Source extract:
════════
Claude Code persistent memory helps when you do not want to re-explain the same project habits in every session. The built-in path starts with CLAUDE.md files for stable instructions and auto memory for local notes Claude Code writes from corrections, workflows, build commands, debugging insights, and preferences. This guide starts there, then covers Recall, a third-party Claude Code plugin by Raiyan Yahya that writes project-local memory files. Recall is not official Anthropic tooling. There is also a separate Recall web-app MCP server for hosted Recall knowledge bases, and the MCP section below explains when that path fits.
Quick comparison: Claude Code memory options
What Claude Code remembers by default
Claude Code sessions start with a fresh context window, and memory systems load at the start of a conversation. Treat memory as context, not hard enforcement.
Use CLAUDE.md for stable project instructions
Use CLAUDE.md for persistent instructions you want Claude Code to see across sessions. Anthropic documents project instruction files at ./CLAUDE.md and ./.claude/CLAUDE.md.
════════
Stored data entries
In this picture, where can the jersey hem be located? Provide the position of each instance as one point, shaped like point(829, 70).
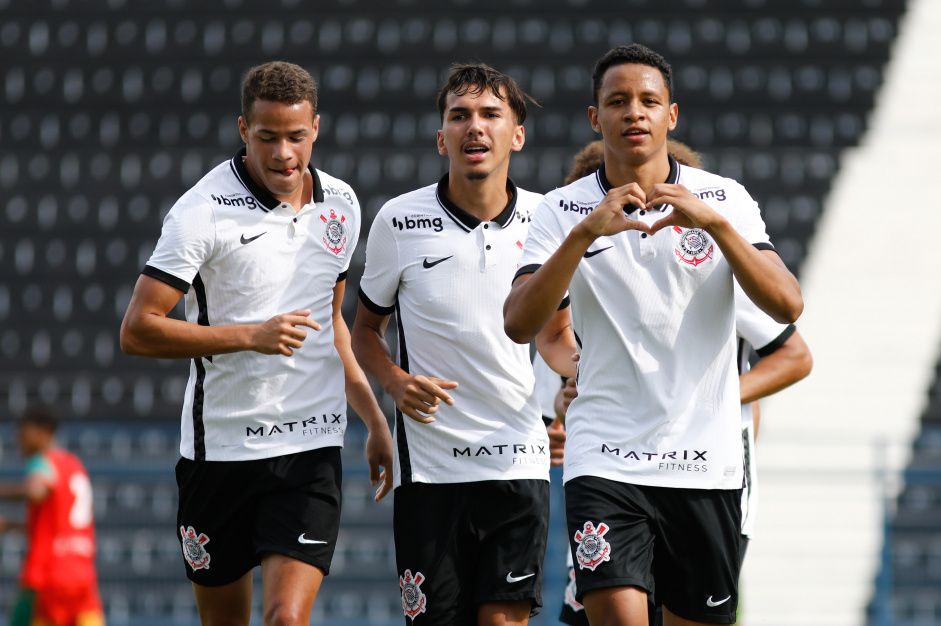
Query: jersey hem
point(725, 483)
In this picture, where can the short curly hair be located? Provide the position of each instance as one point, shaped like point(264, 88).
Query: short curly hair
════════
Work order A:
How would you sum up the Claude Code memory guide in two sentences?
Work order B:
Write what comes next in the Claude Code memory guide, picking up after its last sentence.
The records have no role in any of this.

Task result A:
Claude Code's built-in memory rests on CLAUDE.md files for stable project instructions and on auto memory for local notes drawn from corrections, workflows, build commands, debugging insights and preferences, all of which load at the start of each fresh session as context rather than hard enforcement. The guide also covers Recall, a third-party plugin by Raiyan Yahya that writes project-local memory files and is not official Anthropic tooling, along with a separate Recall web-app MCP server for hosted Recall knowledge bases.

Task result B:
Claude Code reads CLAUDE.md, not AGENTS.md. If you already have an AGENTS.md, CLAUDE.md can import it with @path/to/file. For modular rules, .claude/rules/ can hold instruction files, including path-scoped rules.
# Project instructions
- Run tests with npm test.
- Keep generated memory files out of git.
- Prefer existing helper functions before adding new utilities.
Use auto memory for learned local notes
Claude Code auto memory is built in. It requires Claude Code v2.1.59 or later and is on by default unless toggled with /memory, settings, or CLAUDE_CODE_DISABLE_AUTO_MEMORY=1.
The default storage path is ~/.claude/projects/<project>/memory/. The project path is derived from the git repository, so worktrees and subdirectories of the same repo can share memory. Auto memory is machine-local.
Claude Code loads the first 200 lines or 25KB of MEMORY.md, whichever comes first. Topic files are read on demand.
Use slash memory to inspect or change saved notes
Use /memory as the control point for Claude Code auto memory. The memory files are plain Markdown, so you can audit, edit, or delete them directly.
What Recall adds to Claude Code persistent memory
Recall adds a project-local memory layer for Claude Code sessions.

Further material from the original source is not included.